*GOAL*:
Please answer these questions from the quilting book review, one per line:
1. Which of Noriko Endo's pieces won Best of Show at Quilt National 2007?
2. In what year did she make her first landscape using her confetti technique?
3. How many pages of the book cover her work from 1994 to 2010?

*DOCUMENT SEGMENT*:

Confetti Naturescapes: Quilting Impressionist Landscapes
by Noriko Endo
Dragon Threads, 2010
I first saw Noriko Endo’s work in person at the opening of Quilt National 2007, where her Sylvan Ambience #2
had won Best of Show. The piece features one of Endo’s characteristic woodland scenes, with dark tree trunks dancing in the early spring sunshine, bright green and yellow leaves in the background, and a delicate sprinkling of pink wild azalea on the left side. It is magical.
This is the same piece featured on the front of Endo’s new book, Confetti Naturescapes: Quilting Impressionist Landscapes.
Noriko was unable to attend the opening of Quilt National because it was the same day as her daughter’s wedding in Tokyo. “I nearly fell off my chair with astonishment when I received an e-mail from my friend, Georgia French, who attended the ceremony and knew my quilt had been awarded Best of Show,” writes Noriko in the book. “I thought this was a gift from God to me.”
Confetti Naturescapes features a brief biography of Endo, who was born and reared in Japan, and learned to love knitting and hand crafts from her mother. After earning a degree in English and American literature, she married, and lived with her husband and young children in the United States (Queens, NY) and Pakistan (Karachi) in the 1970s. She made her first quilt (a traditional log cabin pattern) in 1985, and her first landscape using her signature confetti technique in 1993.
The book documents how she started using the technique of creating designs using “toothpick size” snippets of fabric. It also has sections on finding inspiration, selecting photographs on which to base designs, and one project. There are also chapters on creating painted details, embellishing, and longarm quilting, as well as how to make a “rod pocket” (sleeve), and how to bind the piece. But most of the book (105 pages of it) is a glorious stroll through Noriko’s work from 1994 to 2010.
Most of the spreads in the gallery section feature a full shot of each piece, as well as a detail shot where you can see the stitching and pieces of fabric up close, and comments and insights on the piece by Noriko. The piece in the photo above is Radiant Reflections (2008).
The detail shots in the book reveal the intricate stitching on Noriko’s work that might go unnoticed otherwise – irregular zig-zag stitches on the sides of the trees to imitate the sunlight hitting them, and in her later work, subtle leaf patterns.

*SUPPLIED ENTRIES*:
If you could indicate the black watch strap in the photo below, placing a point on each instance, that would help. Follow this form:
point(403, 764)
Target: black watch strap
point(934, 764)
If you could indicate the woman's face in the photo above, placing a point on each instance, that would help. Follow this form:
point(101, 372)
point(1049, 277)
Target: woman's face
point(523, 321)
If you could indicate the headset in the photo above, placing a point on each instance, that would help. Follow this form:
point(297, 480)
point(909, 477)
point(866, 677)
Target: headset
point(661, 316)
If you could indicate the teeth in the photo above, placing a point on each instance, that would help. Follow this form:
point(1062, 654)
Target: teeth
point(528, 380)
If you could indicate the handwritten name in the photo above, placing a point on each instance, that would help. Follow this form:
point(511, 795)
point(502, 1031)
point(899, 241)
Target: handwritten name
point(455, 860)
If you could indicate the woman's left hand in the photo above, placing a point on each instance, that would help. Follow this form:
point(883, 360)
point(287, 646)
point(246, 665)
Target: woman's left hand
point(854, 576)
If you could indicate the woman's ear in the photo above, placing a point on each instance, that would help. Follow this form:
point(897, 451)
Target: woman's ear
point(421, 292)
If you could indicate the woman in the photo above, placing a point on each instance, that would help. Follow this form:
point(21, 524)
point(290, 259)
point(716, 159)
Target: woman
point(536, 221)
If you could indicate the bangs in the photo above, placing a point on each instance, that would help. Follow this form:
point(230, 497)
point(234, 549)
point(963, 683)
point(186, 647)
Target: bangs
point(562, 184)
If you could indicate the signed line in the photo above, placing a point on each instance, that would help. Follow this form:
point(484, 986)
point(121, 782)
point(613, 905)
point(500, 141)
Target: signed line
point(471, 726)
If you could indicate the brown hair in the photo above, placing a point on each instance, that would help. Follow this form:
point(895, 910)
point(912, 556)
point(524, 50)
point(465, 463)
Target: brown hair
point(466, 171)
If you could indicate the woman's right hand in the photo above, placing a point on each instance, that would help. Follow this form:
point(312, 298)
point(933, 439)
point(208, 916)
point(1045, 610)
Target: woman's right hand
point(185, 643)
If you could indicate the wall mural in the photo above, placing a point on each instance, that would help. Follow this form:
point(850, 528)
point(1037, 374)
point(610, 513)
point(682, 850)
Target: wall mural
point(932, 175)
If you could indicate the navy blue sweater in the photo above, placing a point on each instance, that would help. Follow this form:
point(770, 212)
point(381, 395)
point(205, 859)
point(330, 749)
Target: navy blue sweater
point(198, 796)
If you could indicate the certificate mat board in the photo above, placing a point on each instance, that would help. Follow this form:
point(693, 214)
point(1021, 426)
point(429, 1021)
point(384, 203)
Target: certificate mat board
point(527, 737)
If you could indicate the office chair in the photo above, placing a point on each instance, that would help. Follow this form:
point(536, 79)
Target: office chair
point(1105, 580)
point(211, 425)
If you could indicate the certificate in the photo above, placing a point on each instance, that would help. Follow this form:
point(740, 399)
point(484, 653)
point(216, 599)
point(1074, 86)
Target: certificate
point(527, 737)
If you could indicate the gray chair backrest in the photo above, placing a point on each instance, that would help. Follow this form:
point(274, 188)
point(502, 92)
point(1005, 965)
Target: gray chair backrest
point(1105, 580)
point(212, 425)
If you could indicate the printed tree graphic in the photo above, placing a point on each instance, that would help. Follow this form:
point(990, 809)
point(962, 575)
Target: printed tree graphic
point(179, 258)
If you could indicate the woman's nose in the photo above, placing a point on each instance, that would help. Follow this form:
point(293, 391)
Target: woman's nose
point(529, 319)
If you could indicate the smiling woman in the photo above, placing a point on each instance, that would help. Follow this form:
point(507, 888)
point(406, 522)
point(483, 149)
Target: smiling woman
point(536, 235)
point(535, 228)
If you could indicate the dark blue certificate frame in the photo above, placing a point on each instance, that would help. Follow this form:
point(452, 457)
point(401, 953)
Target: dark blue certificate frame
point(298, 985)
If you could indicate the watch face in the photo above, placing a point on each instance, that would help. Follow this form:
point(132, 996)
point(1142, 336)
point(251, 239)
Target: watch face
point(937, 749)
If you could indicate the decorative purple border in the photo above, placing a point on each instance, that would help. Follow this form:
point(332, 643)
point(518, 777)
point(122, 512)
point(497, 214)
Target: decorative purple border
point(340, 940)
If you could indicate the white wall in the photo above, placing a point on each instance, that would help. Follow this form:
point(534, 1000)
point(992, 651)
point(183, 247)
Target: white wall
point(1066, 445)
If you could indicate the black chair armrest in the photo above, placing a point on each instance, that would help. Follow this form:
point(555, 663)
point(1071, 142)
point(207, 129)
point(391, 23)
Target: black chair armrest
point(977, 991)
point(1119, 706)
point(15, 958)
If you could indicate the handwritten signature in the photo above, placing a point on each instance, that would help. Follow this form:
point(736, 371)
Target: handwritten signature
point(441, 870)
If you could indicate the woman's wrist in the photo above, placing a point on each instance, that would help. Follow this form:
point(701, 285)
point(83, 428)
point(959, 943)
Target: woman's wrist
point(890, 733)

*EXERCISE SOLUTION*:
1. Sylvan Ambience #2
2. 1993
3. 105